Work to complete: Write each entry out again exactly, with nothing omitted.

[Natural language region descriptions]
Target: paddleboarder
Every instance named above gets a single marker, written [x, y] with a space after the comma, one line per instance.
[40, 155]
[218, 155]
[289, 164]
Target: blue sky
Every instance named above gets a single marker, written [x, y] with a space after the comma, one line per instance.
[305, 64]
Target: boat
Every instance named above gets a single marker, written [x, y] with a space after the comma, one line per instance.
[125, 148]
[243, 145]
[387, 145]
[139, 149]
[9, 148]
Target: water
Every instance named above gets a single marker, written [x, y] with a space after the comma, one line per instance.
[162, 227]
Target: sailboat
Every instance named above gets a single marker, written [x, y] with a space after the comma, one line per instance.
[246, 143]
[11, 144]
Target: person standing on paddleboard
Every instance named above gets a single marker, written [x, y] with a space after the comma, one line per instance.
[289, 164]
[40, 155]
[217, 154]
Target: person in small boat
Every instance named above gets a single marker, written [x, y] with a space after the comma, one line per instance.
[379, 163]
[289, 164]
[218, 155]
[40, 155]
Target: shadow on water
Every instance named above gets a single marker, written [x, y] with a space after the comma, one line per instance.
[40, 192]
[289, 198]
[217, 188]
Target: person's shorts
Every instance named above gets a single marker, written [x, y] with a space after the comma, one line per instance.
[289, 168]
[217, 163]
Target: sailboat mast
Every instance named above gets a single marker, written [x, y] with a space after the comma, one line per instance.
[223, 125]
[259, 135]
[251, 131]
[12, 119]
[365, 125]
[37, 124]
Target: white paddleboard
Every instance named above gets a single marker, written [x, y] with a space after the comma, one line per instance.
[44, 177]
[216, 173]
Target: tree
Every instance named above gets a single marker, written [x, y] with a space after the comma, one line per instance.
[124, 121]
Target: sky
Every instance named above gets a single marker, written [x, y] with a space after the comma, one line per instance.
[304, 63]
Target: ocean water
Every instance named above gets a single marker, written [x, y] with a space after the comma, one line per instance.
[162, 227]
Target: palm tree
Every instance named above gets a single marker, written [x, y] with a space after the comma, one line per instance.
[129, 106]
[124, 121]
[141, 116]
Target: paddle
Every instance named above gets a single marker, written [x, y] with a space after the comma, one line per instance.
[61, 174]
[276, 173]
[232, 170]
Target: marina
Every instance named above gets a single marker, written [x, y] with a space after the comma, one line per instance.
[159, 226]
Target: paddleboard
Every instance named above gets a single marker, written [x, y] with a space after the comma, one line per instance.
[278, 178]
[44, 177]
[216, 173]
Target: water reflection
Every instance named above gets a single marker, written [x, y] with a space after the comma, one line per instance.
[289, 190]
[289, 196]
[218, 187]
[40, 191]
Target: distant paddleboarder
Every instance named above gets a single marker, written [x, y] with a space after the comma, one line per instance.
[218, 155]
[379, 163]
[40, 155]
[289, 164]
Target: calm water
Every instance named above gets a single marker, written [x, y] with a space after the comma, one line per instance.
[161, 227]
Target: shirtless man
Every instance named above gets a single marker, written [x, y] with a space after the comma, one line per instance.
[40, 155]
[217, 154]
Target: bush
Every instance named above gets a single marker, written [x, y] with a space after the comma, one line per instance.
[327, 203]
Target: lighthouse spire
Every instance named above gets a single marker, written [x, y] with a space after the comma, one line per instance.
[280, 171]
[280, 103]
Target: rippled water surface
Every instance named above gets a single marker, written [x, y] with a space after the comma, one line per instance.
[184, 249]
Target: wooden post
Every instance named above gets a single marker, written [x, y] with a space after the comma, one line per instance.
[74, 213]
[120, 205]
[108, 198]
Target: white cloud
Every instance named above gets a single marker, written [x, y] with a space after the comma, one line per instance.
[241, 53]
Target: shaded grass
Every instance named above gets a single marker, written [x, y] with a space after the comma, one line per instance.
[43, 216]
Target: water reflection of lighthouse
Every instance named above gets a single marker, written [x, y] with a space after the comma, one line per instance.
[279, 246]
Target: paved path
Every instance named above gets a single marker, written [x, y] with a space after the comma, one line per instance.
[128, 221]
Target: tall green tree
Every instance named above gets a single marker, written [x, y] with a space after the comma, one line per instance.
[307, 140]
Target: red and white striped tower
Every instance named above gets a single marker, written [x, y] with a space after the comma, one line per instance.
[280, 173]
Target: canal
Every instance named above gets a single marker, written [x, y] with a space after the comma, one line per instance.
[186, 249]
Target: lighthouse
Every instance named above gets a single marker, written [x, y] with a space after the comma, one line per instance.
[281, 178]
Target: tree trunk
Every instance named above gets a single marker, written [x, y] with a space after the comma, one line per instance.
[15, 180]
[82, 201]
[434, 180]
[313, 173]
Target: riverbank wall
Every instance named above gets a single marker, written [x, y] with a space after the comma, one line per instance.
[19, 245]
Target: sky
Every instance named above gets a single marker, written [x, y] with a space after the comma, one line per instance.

Exercise response:
Target: paddleboarder
Every instance named above gets a single marker, written [x, y] with a space after the comma, one line per instance.
[40, 155]
[218, 155]
[289, 164]
Target: blue sky
Every instance named above gets a single marker, written [x, y] with a space after the comma, one line per instance.
[305, 64]
Target: boat
Every instance named above gets a single marker, written [x, y] with a space after the comma, one line per instance.
[125, 148]
[243, 145]
[387, 145]
[139, 149]
[9, 148]
Target: water
Every instance named above gets a single marker, written [x, y] with a space after the comma, one line per instance.
[162, 227]
Target: sailboat
Every instance named above gets a single marker, written [x, y] with a space after the comma, one line per instance.
[246, 143]
[11, 144]
Target: person standing on paddleboard
Every instance named above gets a single marker, written [x, y] with a space after the comma, one line per instance.
[289, 164]
[40, 155]
[217, 154]
Target: person in small boat
Every instance named above gets a single marker, written [x, y] with a space after the comma, one line per instance.
[379, 163]
[289, 164]
[218, 155]
[40, 155]
Target: shadow on water
Every instance named above gets a single marker, written [x, y] with a space after the comma, one line per instance.
[40, 192]
[289, 198]
[217, 188]
Target: person's shorts
Every instance named above gets a single marker, written [x, y] with a space after the comma, one line per instance.
[289, 168]
[217, 163]
Target: sailboat mast
Every instance named above gets a single marker, written [x, y] with a space after the comma, one line per instance.
[223, 125]
[259, 135]
[251, 131]
[12, 119]
[365, 125]
[37, 124]
Target: white paddleboard
Every instance named above gets a single marker, written [x, y] with a space after the comma, one line per instance.
[44, 177]
[216, 173]
Target: tree
Every instance named above gets a single marker, written [x, y] with a space after the comma, one line per instance.
[124, 121]
Target: sky
Every instance named above gets a single marker, written [x, y] with a space after the comma, one line per instance.
[304, 63]
Target: ocean water
Every instance named above gets a single marker, written [x, y] with a space after the comma, one line per instance.
[162, 227]
Target: palm tree
Every instance named above gets a single marker, written [x, y] with a space after the comma, one line per instance.
[129, 106]
[124, 121]
[141, 116]
Target: paddle
Every instance named above gets a single marker, written [x, y] with a space after the comma, one line per instance.
[61, 174]
[276, 173]
[232, 170]
Target: marina
Every instance named above gets a single marker, written [x, y] with a space after the comma, one line per instance.
[159, 226]
Target: paddleboard
Every instance named above gets a single marker, written [x, y] with a space after the comma, one line per instance.
[278, 178]
[44, 177]
[216, 173]
Target: water reflection
Every instance named above gets a single marker, written [x, y] with a space after the comma, one line per instance.
[289, 190]
[289, 196]
[218, 187]
[40, 191]
Target: distant paddleboarder
Every instance named above gets a single marker, written [x, y] with a space after the comma, one line per instance.
[218, 155]
[379, 163]
[40, 155]
[289, 164]
Target: calm water
Every instance named above gets a single marker, written [x, y] with a space after the comma, one line per instance.
[161, 227]
Target: shirtless man
Every instance named above gets a single marker, written [x, y] with a space after the comma, one line per instance.
[40, 155]
[217, 154]
Target: bush
Every instance named above gets a single marker, written [x, y] with a space after the comma, one line per instance.
[327, 203]
Target: lighthouse spire
Every instance named above gets a single marker, written [x, y] with a space after the comma, one line per instance.
[280, 171]
[280, 103]
Target: rippled water surface
Every instance named above gets a single marker, written [x, y] with a space after the comma, one line per instance.
[184, 249]
Target: wooden post
Every instance named above gets a single marker, written [x, y] with a space after the comma, one line per instance.
[74, 213]
[120, 205]
[108, 198]
Target: white cloud
Every instance named above gets a single marker, written [x, y] with a space after the comma, one line per instance.
[241, 53]
Target: shaded grass
Every instance named above gets a single marker, written [x, y] with a space after the comma, one line per instance.
[43, 216]
Target: water reflection of lighthouse
Every instance named above gets a single marker, written [x, y] with a space after the comma, one line per instance.
[279, 246]
Target: paved path
Every instance named above gets a single marker, written [x, y] with a space after the comma, one line per instance.
[128, 221]
Target: tall green tree
Every instance named above gets a single marker, written [x, y] with a space after the comma, one line per instance.
[307, 140]
Target: red and white striped tower
Every instance named above gets a single marker, written [x, y] with a space after the comma, one line per instance.
[280, 173]
Target: canal
Every instance named above gets a single marker, written [x, y] with a space after the comma, one line per instance.
[186, 249]
Target: lighthouse
Every instance named above gets a single marker, written [x, y] with a space after the comma, one line per instance.
[281, 178]
Target: tree trunk
Every instance named above gets a single marker, written [x, y] with a space after the comma, one line per instance.
[15, 180]
[82, 201]
[434, 180]
[313, 173]
Target: riverbank wall
Every instance named above gets a single marker, written [x, y] with a space after the comma, one line per instance.
[19, 245]
Target: sky
Every instance named above gets a single marker, written [x, y] with a space after the comma, one line per instance.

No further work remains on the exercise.